- Фрагмент текста -
-*-
Троцкий пишет: «Когда революционеры, руководившие завоеванием власти, начинают на известном этапе терять её, это само по себе означает упадок влияния определённых идей и настроений в правящем слое революции, или упадок революционных настроений в самих массах, или то и другое вместе… В самой стране происходили процессы, которые можно охватить общим именем реакции… У того слоя, который составлял аппарат власти, появились свои самодовлеющие цели, которым он стремился подчинить революцию».

Этот аппарат, созданный ещё при Ленине и Троцком, а не одним лишь злым гением Сталина, Лев Давидович называет «огромным, тяжеловесным, разнородным по составу, легко засасывающим среднего коммуниста».

Троцкий замечает, что французский «термидорианский заговор в конце XVIII века, подготовленный предшествующим ходом революции, разразился одним ударом и принял форму кровавой развязки. Наш термидор получил затяжной характер. Гильотину заменила, по крайней мере, до поры до времени, кляуза. Систематическая, организованная методом конвейера фальсификация прошлого стала орудием идейного перевооружения официальной партии… Эпоху эпигонов от эпохи Ленина отделяет не только идейная пропасть, но и законченный организационный переворот. Сталин — главное орудие этого переворота. Он одарён практическим смыслом, выдержкой и настойчивостью в преследовании поставленных целей. Политический его кругозор крайне узок. Теоретический уровень совершенно примитивен… И то, что он играет сейчас первую роль, характеризует не столько его, сколько переходный период политического сползания. Ещё Гельвеций сказал: «Каждый период имеет своих великих людей, а если их нет — он их выдумывает». Сталинизм это… работа безличного аппарата на спуске революции».

Ничего демонического в этом выводе не вижу. А вот логика есть. Соглашаться с ней или не соглашаться, другое дело. Но прежде чем ругать Троцкого, стоит для начала его работы хотя бы прочитать. То, что это будет любопытное чтение, гарантирую.
-*-
- Исходные материалы -
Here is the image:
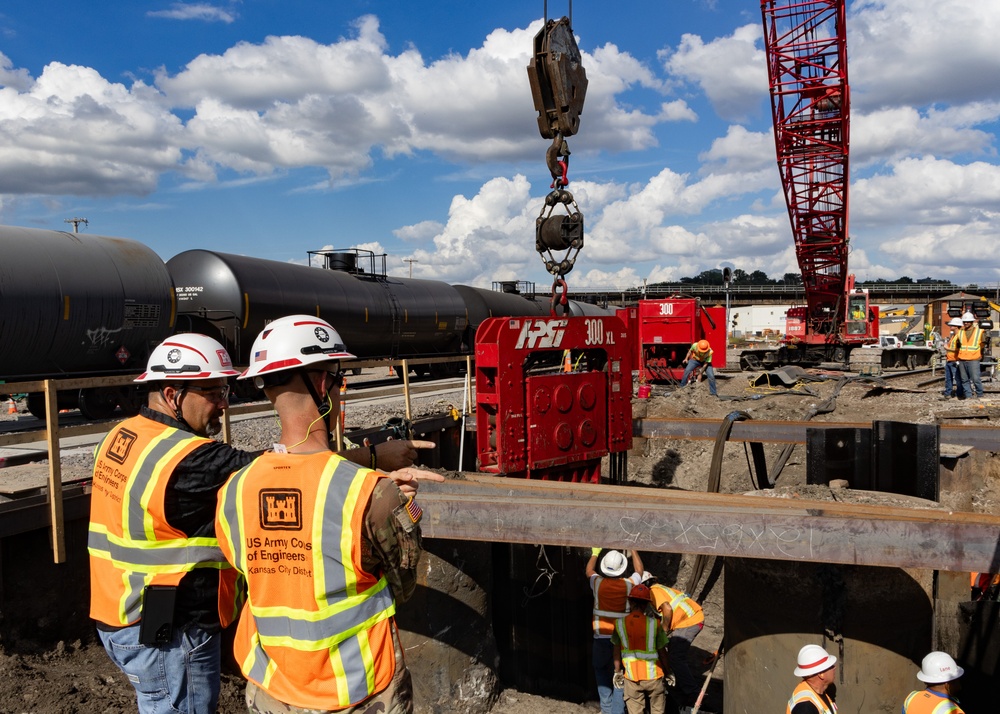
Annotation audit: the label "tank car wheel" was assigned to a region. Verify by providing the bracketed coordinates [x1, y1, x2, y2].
[80, 387, 118, 419]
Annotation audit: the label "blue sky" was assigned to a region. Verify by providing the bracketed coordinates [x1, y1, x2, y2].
[0, 0, 1000, 288]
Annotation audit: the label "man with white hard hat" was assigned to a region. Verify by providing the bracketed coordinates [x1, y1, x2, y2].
[903, 652, 965, 714]
[585, 548, 643, 714]
[785, 645, 837, 714]
[943, 317, 965, 399]
[957, 312, 983, 399]
[87, 333, 257, 714]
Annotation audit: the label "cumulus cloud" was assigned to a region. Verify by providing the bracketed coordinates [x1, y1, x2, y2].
[660, 25, 767, 121]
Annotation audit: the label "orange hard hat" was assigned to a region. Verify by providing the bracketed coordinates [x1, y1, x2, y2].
[628, 583, 652, 600]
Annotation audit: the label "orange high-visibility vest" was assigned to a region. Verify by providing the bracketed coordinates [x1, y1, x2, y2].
[615, 610, 666, 682]
[87, 416, 237, 627]
[785, 682, 837, 714]
[649, 583, 705, 630]
[590, 575, 632, 637]
[958, 325, 983, 360]
[903, 689, 963, 714]
[216, 452, 396, 710]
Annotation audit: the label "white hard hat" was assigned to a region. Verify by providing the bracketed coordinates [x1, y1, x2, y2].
[601, 550, 628, 578]
[135, 332, 239, 382]
[917, 652, 965, 684]
[792, 645, 837, 677]
[239, 315, 354, 379]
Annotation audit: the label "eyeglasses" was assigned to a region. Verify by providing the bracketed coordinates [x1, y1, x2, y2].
[185, 384, 231, 402]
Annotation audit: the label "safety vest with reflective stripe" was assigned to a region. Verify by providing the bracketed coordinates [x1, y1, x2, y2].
[903, 689, 964, 714]
[945, 330, 958, 362]
[649, 583, 705, 630]
[958, 325, 983, 360]
[615, 610, 665, 682]
[590, 575, 633, 637]
[785, 682, 837, 714]
[216, 452, 396, 710]
[87, 416, 238, 627]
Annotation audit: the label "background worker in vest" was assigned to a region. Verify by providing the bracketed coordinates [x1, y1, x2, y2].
[611, 584, 669, 714]
[943, 317, 965, 399]
[216, 315, 444, 714]
[585, 548, 642, 714]
[785, 645, 837, 714]
[88, 334, 256, 714]
[903, 652, 965, 714]
[957, 312, 983, 399]
[681, 340, 718, 397]
[642, 572, 705, 714]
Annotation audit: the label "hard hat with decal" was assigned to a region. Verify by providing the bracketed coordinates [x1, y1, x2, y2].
[135, 332, 239, 382]
[239, 315, 354, 379]
[917, 652, 965, 684]
[601, 550, 628, 578]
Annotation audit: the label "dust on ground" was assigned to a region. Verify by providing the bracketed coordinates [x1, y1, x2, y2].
[0, 358, 1000, 714]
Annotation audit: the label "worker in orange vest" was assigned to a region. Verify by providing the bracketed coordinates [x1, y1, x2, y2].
[681, 340, 719, 397]
[216, 315, 443, 712]
[785, 645, 837, 714]
[611, 583, 669, 714]
[87, 333, 257, 714]
[584, 548, 642, 714]
[642, 572, 705, 714]
[957, 312, 983, 399]
[903, 652, 965, 714]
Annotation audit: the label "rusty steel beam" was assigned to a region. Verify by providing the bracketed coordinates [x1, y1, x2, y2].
[419, 475, 1000, 572]
[632, 417, 1000, 451]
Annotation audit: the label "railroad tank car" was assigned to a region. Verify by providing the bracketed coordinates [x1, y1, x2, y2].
[167, 250, 468, 365]
[0, 226, 174, 417]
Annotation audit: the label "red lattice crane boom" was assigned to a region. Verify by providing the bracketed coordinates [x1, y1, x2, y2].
[761, 0, 878, 361]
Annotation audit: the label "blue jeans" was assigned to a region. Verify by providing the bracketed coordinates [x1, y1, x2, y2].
[593, 637, 625, 714]
[97, 625, 222, 714]
[958, 359, 983, 397]
[681, 359, 718, 397]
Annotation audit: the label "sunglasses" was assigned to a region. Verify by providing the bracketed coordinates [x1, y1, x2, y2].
[185, 384, 231, 402]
-*-
- Порядок работы -
#1 Дословно перепишите из фрагмента о Троцком участок от слов «Ничего демонического в этом» до слов «любопытное чтение, гарантирую.» включительно.
#2 Перескажите списком абзац фрагмента о Троцком, начинающийся словами «Троцкий пишет», и сохраните его основные мысли.

- Решения заданий -
#1
Ничего демонического в этом выводе не вижу. А вот логика есть. Соглашаться с ней или не соглашаться, другое дело. Но прежде чем ругать Троцкого, стоит для начала его работы хотя бы прочитать. То, что это будет любопытное чтение, гарантирую.

#2
- Если революционеры, руководившие завоеванием власти, на известном этапе начинают её терять, это означает упадок влияния определённых идей и настроений в правящем слое революции, упадок революционных настроений в массах или то и другое вместе.
- В самой стране шли процессы, которые можно назвать общим именем реакции.
- У слоя, составлявшего аппарат власти, появились свои самодовлеющие цели, и он стремился подчинить им революцию.